TEXT -
-------

Wendy and Peter Pan review – swashbuckling bombast, darkness and laughs

Leeds Playhouse
After a run at the Tokyo Olympics, this production arrives in Britain with every ounce of humour and verve exploited to the full

A witty retelling of a classic that leaves no buckle unswashed and no wink to the adults unwinked, this is the kind of production that, in a normal year, would have played to packed houses over the festive season. That this isn’t a normal year means that vacant seats in the auditorium and masks on the faces of those in seats that are occupied create a more subdued atmosphere than this hugely energetic and entertaining production deserves. But it is still a show that will surely make theatre lovers out of youngsters experiencing the art form for the first time.

Adapter Ella Hickson wrings out the humour in every corner of the script, from an unrequited love story between Smee and Captain Hook to near-the-knuckle jokes about the anatomical logistics of how exactly a fairy might end up on top of a tree and, more importantly, stay there.

-------

Records from a data collection -
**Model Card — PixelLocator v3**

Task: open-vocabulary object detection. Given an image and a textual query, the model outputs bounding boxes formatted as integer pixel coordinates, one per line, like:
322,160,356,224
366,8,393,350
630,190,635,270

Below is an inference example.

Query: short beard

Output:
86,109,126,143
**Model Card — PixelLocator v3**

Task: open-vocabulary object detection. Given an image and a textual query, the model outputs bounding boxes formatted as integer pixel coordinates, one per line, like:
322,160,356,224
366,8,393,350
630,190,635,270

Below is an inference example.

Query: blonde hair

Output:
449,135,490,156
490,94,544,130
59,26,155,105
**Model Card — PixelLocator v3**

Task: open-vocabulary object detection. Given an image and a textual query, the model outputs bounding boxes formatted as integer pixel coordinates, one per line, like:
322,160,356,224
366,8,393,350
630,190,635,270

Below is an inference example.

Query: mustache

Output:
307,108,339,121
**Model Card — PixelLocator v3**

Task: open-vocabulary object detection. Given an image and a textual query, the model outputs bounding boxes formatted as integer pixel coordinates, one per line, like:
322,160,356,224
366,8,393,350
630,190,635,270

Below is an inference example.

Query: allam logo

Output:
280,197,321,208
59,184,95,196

-------

TO-DO LIST -
**A.** According to the review, who adapted Wendy and Peter Pan?
**B.** Rewrite the records with every "PixelLocator v3" changed to "PixelLocator v4", keeping all else the same.

TASK RESPONSES -
**A.** Ella Hickson

**B.**
**Model Card — PixelLocator v4**

Task: open-vocabulary object detection. Given an image and a textual query, the model outputs bounding boxes formatted as integer pixel coordinates, one per line, like:
322,160,356,224
366,8,393,350
630,190,635,270

Below is an inference example.

Query: short beard

Output:
86,109,126,143
**Model Card — PixelLocator v4**

Task: open-vocabulary object detection. Given an image and a textual query, the model outputs bounding boxes formatted as integer pixel coordinates, one per line, like:
322,160,356,224
366,8,393,350
630,190,635,270

Below is an inference example.

Query: blonde hair

Output:
449,135,490,156
490,94,544,130
59,26,155,105
**Model Card — PixelLocator v4**

Task: open-vocabulary object detection. Given an image and a textual query, the model outputs bounding boxes formatted as integer pixel coordinates, one per line, like:
322,160,356,224
366,8,393,350
630,190,635,270

Below is an inference example.

Query: mustache

Output:
307,108,339,121
**Model Card — PixelLocator v4**

Task: open-vocabulary object detection. Given an image and a textual query, the model outputs bounding boxes formatted as integer pixel coordinates, one per line, like:
322,160,356,224
366,8,393,350
630,190,635,270

Below is an inference example.

Query: allam logo

Output:
280,197,321,208
59,184,95,196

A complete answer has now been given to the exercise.